→ **Activity 1**: Reproduce the passage on the human reference genome word for word, starting with "IMAGE: Spencer Phillips" and going on through "in the genome.".
→ **Activity 2**: According to the passage on the human reference genome, how often does the Genome Reference Consortium create a new assembly?
+++ Extract provided
Ensembl has incorporated a vast amount of knowledge into a fully annotated reference human genome, GRCh38. Their work builds on the release of a new assembly by the Genome Research Consortium, and provides a solid foundation for future genomics research.

IMAGE: Spencer Phillips

Every day, new discoveries in genetics are added to the reference genomes that underpin research into disease and evolution. To provide the most accurate reference for human genomics, the Genome Reference Consortium (GRC) creates a fresh new assembly every few years that collects their ongoing, careful efforts to fix errors and add missing sequence into a major release. Once the new reference assembly is available, Ensembl bioinformaticians add the latest genomic data and analyses to provide a comprehensive picture for the community that annotates essentially every understandable feature in the genome.
++++++
+++ Provided data
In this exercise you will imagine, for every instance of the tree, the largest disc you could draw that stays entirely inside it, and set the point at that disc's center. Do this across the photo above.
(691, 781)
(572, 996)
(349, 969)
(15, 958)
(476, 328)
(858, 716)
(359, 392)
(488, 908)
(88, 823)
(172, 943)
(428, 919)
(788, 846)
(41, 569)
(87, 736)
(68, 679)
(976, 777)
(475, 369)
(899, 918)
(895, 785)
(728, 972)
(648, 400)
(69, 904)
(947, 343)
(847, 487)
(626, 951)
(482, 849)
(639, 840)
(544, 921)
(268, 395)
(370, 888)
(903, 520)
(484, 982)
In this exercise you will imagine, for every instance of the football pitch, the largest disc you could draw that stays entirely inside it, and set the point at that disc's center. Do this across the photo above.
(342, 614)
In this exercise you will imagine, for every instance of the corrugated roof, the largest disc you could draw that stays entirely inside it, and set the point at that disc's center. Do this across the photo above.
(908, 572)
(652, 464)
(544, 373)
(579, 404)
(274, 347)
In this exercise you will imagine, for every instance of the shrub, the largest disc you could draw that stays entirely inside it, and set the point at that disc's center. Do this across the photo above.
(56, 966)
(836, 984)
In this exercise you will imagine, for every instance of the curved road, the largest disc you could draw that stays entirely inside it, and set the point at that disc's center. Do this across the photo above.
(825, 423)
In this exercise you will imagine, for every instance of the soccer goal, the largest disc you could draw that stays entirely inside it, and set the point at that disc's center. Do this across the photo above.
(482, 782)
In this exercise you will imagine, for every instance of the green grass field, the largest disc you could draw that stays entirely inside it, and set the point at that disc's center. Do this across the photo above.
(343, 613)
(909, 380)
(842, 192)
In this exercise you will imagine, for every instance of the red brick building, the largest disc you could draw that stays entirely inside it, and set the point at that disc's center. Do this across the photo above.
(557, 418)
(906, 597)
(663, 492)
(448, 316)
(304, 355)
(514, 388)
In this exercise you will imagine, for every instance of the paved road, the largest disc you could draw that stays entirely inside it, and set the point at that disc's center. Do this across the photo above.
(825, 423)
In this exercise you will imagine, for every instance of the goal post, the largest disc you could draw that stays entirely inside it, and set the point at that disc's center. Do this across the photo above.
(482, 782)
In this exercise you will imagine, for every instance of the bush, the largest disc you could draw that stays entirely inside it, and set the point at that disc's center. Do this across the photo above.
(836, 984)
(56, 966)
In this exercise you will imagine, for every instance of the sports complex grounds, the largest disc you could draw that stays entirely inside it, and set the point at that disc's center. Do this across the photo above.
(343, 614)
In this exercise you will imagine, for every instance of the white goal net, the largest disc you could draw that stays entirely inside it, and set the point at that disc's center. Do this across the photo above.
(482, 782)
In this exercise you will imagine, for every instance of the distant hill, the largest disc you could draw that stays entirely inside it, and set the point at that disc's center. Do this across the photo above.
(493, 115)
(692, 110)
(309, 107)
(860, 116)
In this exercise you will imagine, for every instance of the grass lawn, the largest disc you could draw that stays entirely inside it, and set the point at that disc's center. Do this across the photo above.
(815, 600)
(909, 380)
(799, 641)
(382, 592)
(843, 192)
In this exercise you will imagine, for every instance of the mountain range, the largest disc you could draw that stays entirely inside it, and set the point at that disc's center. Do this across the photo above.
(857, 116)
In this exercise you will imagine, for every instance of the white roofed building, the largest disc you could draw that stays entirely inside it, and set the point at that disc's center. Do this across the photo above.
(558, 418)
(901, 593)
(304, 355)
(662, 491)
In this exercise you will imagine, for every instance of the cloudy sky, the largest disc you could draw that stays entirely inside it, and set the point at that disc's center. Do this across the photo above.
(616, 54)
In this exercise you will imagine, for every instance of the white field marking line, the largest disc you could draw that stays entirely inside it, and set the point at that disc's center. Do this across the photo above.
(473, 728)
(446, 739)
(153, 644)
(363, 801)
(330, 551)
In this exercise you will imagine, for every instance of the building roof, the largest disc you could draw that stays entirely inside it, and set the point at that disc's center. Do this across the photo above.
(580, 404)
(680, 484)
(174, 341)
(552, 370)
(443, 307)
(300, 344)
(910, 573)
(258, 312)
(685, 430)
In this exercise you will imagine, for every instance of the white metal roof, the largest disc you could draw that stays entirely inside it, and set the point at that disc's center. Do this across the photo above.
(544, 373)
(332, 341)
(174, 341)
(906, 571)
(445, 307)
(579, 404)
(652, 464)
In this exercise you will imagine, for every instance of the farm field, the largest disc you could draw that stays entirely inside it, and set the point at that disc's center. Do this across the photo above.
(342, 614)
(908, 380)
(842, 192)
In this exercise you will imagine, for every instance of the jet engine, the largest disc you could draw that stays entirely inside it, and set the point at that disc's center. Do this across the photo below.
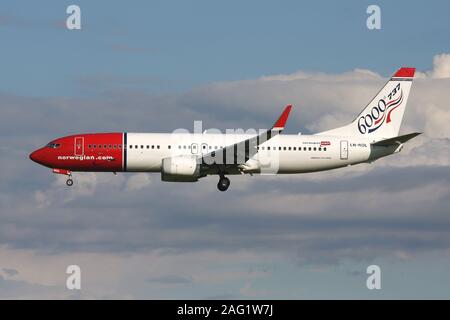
(180, 169)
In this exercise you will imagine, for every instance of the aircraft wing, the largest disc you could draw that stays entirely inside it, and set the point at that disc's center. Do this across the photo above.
(239, 153)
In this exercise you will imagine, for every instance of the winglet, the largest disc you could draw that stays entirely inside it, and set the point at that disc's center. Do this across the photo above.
(404, 73)
(279, 125)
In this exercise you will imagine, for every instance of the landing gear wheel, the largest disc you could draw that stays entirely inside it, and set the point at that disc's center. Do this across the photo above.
(223, 184)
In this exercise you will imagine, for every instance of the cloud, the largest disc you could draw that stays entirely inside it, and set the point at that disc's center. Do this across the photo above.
(138, 229)
(441, 68)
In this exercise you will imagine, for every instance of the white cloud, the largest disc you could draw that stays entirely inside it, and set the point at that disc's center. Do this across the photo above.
(441, 65)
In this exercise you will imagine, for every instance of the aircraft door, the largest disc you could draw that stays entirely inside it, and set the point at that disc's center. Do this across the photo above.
(344, 150)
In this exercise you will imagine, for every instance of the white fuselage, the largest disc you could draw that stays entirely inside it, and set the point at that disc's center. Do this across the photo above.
(282, 154)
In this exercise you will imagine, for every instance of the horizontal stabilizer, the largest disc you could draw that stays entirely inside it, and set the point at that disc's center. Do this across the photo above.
(396, 140)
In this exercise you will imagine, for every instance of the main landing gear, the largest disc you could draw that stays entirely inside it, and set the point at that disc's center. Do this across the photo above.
(223, 184)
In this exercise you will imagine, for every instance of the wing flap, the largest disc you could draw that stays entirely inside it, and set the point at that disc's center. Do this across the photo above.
(240, 152)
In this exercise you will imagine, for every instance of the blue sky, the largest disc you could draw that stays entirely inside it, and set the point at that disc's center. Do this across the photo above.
(160, 65)
(176, 45)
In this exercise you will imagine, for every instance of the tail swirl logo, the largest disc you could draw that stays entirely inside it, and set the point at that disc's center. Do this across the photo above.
(381, 113)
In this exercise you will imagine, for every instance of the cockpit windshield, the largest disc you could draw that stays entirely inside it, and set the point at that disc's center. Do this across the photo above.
(53, 145)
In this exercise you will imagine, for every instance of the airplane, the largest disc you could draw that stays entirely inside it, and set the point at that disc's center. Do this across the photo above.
(187, 157)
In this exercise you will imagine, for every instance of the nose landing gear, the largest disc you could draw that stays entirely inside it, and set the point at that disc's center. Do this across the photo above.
(69, 181)
(223, 183)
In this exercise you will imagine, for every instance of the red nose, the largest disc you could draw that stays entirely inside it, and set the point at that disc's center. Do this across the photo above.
(37, 156)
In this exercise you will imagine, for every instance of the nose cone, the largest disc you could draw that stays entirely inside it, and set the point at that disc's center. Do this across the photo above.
(36, 156)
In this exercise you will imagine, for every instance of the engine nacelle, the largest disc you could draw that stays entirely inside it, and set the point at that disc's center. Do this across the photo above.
(180, 169)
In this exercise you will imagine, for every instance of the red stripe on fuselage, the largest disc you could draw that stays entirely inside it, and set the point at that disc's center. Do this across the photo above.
(99, 152)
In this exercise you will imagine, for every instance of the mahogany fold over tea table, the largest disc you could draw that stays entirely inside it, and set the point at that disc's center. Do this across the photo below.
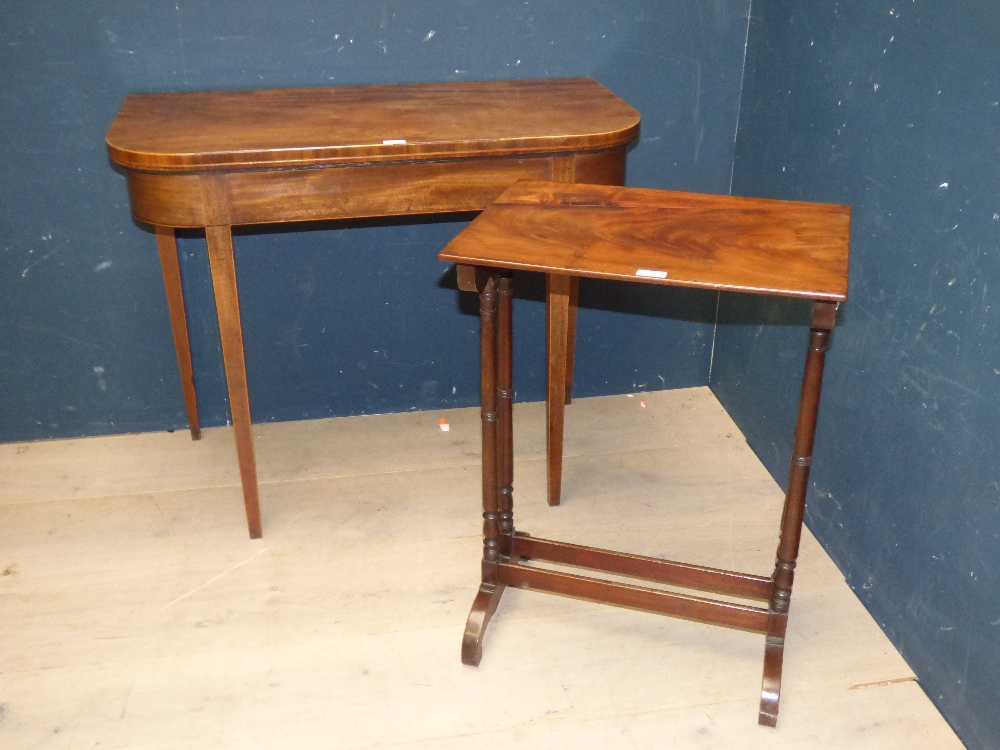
(681, 239)
(217, 159)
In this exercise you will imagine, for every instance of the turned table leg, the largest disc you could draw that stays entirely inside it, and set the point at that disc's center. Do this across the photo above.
(558, 307)
(791, 519)
(220, 254)
(496, 461)
(166, 243)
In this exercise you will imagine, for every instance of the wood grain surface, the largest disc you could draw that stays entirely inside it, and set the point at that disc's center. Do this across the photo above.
(223, 130)
(682, 239)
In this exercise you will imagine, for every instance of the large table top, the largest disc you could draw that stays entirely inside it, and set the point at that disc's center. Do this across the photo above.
(309, 127)
(723, 242)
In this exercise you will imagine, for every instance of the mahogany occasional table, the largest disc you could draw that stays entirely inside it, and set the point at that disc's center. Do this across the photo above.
(217, 159)
(681, 239)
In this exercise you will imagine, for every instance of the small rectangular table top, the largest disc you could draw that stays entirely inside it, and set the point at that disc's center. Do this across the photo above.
(308, 127)
(723, 242)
++++++
→ **Answer space 1**:
IMAGE: Spencer Phillips

Every day, new discoveries in genetics are added to the reference genomes that underpin research into disease and evolution. To provide the most accurate reference for human genomics, the Genome Reference Consortium (GRC) creates a fresh new assembly every few years that collects their ongoing, careful efforts to fix errors and add missing sequence into a major release. Once the new reference assembly is available, Ensembl bioinformaticians add the latest genomic data and analyses to provide a comprehensive picture for the community that annotates essentially every understandable feature in the genome.

→ **Answer space 2**: Every few years.